##### Information supplied

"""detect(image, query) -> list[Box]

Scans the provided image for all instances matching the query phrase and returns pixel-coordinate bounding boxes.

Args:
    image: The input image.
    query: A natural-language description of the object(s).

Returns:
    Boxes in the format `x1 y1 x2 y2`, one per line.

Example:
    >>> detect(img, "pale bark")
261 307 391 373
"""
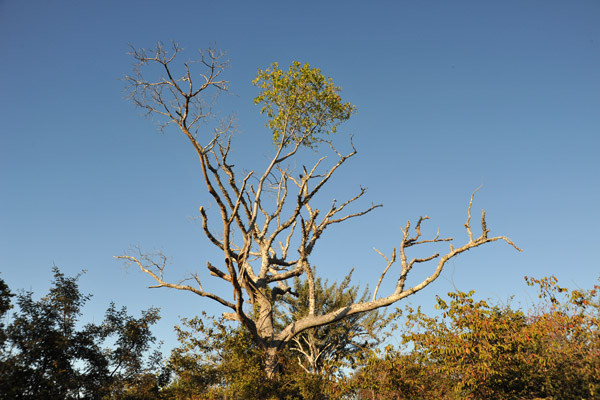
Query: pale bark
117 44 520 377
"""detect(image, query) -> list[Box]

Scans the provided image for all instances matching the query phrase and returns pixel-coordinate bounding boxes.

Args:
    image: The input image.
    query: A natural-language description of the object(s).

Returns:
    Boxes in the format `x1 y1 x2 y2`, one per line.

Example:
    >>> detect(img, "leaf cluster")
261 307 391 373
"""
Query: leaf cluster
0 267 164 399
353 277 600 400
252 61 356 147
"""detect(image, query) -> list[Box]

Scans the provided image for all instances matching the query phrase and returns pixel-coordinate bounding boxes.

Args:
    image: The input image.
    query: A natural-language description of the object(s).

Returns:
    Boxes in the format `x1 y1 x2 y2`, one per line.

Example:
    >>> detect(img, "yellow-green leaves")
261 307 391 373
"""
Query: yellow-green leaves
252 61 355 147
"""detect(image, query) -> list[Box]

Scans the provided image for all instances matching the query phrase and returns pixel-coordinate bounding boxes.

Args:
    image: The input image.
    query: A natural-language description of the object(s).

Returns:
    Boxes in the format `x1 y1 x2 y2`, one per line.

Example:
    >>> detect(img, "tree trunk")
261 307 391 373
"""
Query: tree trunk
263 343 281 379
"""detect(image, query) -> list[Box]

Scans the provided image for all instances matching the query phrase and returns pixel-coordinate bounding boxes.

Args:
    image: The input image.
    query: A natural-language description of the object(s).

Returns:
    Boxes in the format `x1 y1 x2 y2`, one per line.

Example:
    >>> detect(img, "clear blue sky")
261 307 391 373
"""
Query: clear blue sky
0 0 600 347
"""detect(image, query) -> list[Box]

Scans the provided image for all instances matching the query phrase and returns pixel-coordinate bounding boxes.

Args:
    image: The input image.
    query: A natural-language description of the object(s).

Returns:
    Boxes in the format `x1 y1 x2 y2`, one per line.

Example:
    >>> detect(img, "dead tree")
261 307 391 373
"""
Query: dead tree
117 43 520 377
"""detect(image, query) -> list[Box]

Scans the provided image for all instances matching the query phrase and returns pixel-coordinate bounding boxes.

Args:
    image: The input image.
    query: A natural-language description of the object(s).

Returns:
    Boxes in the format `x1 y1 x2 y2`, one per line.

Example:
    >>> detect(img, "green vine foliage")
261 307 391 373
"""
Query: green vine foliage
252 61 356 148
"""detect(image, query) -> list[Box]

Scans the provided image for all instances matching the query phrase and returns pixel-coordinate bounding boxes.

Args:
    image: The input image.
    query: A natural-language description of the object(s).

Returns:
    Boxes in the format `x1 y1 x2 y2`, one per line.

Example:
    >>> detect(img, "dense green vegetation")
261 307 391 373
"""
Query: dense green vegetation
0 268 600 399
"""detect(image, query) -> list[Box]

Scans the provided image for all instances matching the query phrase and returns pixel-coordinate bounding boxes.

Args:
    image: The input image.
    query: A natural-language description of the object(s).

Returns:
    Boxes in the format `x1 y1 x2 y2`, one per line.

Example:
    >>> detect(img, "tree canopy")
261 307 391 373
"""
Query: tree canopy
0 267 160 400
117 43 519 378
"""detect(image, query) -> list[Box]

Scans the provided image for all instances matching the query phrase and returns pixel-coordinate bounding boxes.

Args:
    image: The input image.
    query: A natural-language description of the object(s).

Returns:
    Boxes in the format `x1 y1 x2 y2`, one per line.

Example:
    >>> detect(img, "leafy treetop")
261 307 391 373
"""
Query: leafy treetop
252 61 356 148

##########
##### Information supplied

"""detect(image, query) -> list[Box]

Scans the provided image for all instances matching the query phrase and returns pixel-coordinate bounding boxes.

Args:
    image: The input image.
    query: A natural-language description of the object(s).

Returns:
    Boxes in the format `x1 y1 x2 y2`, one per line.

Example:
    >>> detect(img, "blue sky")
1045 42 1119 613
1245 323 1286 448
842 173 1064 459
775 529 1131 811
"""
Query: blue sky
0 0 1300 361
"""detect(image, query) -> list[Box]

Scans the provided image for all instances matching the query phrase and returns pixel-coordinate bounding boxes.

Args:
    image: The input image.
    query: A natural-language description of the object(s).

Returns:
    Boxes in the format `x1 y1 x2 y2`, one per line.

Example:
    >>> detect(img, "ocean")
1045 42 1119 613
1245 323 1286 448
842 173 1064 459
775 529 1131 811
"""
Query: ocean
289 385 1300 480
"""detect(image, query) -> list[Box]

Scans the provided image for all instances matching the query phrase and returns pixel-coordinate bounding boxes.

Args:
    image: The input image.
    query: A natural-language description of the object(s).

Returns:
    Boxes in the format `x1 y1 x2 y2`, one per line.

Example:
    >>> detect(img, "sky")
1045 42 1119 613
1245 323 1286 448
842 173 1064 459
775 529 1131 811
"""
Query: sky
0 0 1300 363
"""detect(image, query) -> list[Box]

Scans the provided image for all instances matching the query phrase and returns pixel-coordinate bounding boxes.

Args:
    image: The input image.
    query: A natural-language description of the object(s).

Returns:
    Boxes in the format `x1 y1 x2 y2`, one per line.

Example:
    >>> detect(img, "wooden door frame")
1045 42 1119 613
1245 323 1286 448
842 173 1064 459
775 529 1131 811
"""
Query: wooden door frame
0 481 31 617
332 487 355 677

##########
##### Information supplied

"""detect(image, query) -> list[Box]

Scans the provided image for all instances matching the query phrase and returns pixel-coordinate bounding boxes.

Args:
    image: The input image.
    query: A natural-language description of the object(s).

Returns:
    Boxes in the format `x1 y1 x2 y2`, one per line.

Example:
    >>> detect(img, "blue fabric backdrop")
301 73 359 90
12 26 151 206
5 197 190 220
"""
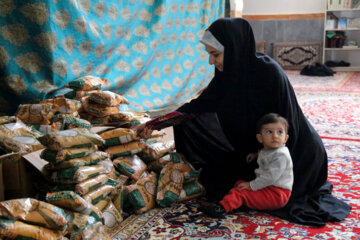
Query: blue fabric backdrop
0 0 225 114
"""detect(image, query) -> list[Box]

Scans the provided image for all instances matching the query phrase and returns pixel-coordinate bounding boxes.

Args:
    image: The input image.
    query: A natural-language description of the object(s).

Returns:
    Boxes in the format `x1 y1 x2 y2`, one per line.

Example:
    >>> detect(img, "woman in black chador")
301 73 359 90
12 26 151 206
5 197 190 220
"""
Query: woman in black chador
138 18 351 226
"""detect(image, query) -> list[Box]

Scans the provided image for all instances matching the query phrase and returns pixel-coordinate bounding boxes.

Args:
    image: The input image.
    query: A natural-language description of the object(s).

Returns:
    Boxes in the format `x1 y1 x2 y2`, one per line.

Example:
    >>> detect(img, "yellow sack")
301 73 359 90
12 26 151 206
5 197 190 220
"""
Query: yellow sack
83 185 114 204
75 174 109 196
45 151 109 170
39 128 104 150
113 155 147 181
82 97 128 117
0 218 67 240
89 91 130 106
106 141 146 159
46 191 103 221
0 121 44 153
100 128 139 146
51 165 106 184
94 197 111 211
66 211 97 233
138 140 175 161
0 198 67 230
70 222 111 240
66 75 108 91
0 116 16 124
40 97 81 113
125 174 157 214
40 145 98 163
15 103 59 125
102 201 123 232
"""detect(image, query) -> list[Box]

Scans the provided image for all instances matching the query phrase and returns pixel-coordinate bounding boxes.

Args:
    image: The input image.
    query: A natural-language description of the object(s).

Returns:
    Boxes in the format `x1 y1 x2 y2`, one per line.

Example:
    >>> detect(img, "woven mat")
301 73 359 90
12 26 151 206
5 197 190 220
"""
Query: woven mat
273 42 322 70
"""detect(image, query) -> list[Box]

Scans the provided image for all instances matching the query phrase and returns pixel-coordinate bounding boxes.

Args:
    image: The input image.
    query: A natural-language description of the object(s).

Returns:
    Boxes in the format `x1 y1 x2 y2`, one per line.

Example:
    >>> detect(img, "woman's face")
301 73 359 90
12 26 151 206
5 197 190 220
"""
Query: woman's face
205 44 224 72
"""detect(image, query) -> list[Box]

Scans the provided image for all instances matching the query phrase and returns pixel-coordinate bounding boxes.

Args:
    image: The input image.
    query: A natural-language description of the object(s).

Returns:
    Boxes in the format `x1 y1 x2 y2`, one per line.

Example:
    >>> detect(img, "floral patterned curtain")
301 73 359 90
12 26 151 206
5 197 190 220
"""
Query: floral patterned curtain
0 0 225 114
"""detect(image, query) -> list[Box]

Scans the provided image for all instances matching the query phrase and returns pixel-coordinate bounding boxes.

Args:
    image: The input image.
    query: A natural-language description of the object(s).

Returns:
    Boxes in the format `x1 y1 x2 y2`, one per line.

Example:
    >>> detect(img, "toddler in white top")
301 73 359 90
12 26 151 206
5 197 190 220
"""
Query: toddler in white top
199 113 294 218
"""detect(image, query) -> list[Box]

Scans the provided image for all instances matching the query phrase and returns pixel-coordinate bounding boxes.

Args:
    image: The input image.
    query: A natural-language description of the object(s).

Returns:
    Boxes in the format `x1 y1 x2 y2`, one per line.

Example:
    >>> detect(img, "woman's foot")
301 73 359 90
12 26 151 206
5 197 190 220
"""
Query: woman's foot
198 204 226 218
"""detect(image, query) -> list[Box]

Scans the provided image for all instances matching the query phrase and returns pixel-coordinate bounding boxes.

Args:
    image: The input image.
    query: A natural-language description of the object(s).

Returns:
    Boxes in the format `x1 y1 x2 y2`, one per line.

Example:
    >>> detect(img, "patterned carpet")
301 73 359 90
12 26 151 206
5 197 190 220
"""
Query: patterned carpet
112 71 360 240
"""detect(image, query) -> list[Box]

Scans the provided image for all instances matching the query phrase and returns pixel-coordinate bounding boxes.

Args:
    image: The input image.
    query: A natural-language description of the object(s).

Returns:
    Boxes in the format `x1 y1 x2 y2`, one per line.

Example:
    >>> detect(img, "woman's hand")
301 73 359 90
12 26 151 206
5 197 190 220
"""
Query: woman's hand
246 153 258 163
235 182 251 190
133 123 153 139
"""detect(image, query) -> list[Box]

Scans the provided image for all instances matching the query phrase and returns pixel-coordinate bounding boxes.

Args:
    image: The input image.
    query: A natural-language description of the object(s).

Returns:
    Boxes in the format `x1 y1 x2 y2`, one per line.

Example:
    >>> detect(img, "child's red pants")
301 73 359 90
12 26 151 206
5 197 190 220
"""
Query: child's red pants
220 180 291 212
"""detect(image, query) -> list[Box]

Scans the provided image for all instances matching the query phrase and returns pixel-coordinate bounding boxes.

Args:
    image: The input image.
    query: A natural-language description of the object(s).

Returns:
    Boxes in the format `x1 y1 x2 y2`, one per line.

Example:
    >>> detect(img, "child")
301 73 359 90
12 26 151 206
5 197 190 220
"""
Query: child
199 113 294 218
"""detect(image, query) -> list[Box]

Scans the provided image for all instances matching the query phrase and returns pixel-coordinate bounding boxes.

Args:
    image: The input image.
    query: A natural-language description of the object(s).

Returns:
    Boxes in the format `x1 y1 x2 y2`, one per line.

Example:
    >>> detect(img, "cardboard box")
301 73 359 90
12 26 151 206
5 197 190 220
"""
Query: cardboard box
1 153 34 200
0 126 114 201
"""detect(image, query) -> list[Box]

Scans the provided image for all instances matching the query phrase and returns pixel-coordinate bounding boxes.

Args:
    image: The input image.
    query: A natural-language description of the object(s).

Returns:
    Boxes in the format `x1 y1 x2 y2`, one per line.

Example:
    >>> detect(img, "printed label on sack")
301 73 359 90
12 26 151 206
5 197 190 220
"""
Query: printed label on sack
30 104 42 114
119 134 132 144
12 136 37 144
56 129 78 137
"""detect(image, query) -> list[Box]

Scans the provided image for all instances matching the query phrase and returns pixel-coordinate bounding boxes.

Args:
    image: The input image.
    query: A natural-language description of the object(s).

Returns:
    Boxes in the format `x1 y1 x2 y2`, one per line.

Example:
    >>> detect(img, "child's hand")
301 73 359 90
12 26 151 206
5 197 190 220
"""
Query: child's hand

##########

**To do**
Select every line in the data above that contains the string "leaves", treating uppercase and lowercase letters as different.

**Task solution**
    >>> detect(img, "yellow-green leaves")
Query: yellow-green leaves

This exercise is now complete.